[BEGIN Data lines]
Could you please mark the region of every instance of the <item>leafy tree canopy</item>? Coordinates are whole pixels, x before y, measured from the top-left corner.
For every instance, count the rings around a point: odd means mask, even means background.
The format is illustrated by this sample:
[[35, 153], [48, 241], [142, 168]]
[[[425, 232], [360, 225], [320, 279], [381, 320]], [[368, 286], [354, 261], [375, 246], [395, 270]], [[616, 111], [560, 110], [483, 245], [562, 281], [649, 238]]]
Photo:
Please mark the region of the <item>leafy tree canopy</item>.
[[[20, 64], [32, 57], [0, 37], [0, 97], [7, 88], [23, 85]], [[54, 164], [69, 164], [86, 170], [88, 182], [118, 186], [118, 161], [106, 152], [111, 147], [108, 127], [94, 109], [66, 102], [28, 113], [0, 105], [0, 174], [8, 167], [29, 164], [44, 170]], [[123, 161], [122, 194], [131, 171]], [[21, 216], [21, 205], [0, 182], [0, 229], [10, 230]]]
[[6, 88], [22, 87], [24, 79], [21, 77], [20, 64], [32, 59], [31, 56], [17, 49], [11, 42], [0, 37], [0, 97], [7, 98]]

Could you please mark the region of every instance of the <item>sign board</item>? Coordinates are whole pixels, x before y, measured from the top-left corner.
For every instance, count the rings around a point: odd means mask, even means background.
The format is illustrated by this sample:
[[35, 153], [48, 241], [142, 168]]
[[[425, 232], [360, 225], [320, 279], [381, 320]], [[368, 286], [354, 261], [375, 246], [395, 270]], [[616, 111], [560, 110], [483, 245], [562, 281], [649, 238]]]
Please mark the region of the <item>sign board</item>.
[END Data lines]
* [What is needed]
Format the lines of the entries above as a numbered list, omitting any blank lines.

* [Result]
1. Could you please mark the region of every instance of the <item>leafy tree canopy</item>? Coordinates are whole pixels, x before y, measured from the top-left corner.
2. For every instance, count the rings around a point: odd means mask, even means background.
3. The format is illustrated by this sample:
4. [[35, 153], [48, 241], [142, 168]]
5. [[[425, 232], [360, 225], [320, 279], [381, 320]], [[368, 286], [354, 261], [375, 246], [395, 270]], [[616, 111], [560, 110], [483, 245], [562, 281], [649, 238]]]
6. Photo:
7. Please mark the region of the <item>leafy tree canopy</item>.
8. [[[20, 64], [32, 57], [0, 37], [0, 97], [7, 88], [23, 85]], [[54, 164], [69, 164], [86, 170], [88, 182], [118, 186], [118, 161], [106, 152], [111, 147], [108, 127], [94, 109], [66, 102], [28, 113], [0, 105], [0, 174], [8, 167], [29, 164], [44, 170]], [[123, 161], [122, 194], [131, 171]], [[21, 216], [21, 205], [0, 182], [0, 229], [10, 230]]]
9. [[6, 88], [22, 87], [24, 79], [21, 77], [20, 64], [32, 59], [31, 56], [17, 49], [11, 42], [0, 37], [0, 97], [7, 98]]
10. Could you please mark the region of every instance of the <item>sign board</item>? Coordinates are whole pixels, x before y, measured from the top-left corner.
11. For every instance, count the rings around a point: odd means mask, even means background.
12. The format is illustrated by this sample:
13. [[35, 153], [48, 241], [142, 168]]
14. [[[425, 232], [360, 225], [320, 279], [381, 320]], [[368, 286], [354, 261], [375, 246], [395, 270]], [[616, 111], [560, 110], [483, 245], [562, 281], [649, 238]]]
15. Please mark the region of the <item>sign board</item>.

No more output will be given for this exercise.